------ DATA ------
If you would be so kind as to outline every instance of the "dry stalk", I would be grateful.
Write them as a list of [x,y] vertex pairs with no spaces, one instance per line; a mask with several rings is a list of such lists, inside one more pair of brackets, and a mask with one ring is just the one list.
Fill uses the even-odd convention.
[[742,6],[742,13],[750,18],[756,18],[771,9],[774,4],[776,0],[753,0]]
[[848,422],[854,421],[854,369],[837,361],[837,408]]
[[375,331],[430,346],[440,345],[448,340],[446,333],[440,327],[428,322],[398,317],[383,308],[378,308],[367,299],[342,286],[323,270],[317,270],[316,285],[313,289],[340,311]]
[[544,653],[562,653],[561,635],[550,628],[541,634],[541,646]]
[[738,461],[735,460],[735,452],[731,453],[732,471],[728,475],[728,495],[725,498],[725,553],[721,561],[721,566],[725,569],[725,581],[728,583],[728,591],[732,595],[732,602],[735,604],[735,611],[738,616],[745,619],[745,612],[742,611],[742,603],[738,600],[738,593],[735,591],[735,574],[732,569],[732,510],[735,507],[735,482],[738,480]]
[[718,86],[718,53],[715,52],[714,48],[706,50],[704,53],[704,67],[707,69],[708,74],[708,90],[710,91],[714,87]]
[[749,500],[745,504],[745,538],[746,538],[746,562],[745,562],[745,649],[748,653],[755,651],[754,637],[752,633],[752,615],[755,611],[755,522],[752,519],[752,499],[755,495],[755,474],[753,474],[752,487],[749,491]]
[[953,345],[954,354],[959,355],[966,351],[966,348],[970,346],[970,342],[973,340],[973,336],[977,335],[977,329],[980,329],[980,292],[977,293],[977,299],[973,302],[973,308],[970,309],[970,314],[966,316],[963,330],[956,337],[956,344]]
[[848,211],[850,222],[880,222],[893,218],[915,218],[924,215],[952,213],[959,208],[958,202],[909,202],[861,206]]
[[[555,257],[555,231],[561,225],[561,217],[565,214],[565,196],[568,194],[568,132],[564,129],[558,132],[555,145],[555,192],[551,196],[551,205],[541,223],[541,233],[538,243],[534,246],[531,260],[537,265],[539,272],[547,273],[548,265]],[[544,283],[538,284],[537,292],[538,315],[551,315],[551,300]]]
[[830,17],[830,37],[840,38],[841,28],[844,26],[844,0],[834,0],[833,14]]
------
## PROBLEM:
Please state how many lines of the entries above include the string "instance", giving the number and nothing more.

## SOLUTION BELOW:
2